** MATERIAL SHOWN follows **
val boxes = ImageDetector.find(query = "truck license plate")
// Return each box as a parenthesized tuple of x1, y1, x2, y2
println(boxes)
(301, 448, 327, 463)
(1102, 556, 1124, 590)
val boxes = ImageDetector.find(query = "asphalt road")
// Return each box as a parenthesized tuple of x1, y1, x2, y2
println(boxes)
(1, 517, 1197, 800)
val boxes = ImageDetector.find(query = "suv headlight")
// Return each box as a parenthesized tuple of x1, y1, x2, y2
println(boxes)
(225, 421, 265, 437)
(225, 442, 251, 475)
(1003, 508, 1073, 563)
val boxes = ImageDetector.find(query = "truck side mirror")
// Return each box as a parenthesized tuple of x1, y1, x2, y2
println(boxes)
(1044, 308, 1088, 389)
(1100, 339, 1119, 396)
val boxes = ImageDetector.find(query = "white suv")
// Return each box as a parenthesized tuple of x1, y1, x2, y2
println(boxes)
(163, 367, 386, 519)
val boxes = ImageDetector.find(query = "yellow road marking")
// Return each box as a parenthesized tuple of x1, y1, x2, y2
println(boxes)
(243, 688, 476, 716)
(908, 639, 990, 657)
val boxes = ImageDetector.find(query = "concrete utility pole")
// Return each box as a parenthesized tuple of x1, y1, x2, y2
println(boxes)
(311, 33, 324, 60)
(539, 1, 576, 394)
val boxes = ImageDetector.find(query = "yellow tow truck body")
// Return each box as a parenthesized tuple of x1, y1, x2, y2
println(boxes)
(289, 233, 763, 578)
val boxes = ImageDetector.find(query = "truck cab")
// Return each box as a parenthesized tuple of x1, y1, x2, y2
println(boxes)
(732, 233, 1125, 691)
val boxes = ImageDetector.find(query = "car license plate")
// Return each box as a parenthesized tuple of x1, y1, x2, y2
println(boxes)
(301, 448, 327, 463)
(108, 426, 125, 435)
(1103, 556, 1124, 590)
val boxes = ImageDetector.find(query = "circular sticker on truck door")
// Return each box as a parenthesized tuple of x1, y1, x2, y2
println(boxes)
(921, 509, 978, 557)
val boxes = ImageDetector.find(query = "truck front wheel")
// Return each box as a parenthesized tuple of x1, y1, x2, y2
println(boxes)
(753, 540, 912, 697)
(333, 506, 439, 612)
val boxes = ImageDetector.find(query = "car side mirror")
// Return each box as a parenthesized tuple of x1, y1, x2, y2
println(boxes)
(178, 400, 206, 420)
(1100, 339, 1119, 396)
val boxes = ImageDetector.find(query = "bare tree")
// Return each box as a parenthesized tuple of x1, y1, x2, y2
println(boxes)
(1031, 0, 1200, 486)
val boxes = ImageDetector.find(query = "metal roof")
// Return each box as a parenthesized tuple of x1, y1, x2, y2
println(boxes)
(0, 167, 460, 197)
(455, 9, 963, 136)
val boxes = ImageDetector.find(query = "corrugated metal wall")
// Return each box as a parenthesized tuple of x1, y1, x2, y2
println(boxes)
** End of MATERIAL SHOWN **
◆ WHAT IS REQUIRED: If a line of the data above holds the string "license", count it, then give only the final number.

◆ RESPONSE AREA: 2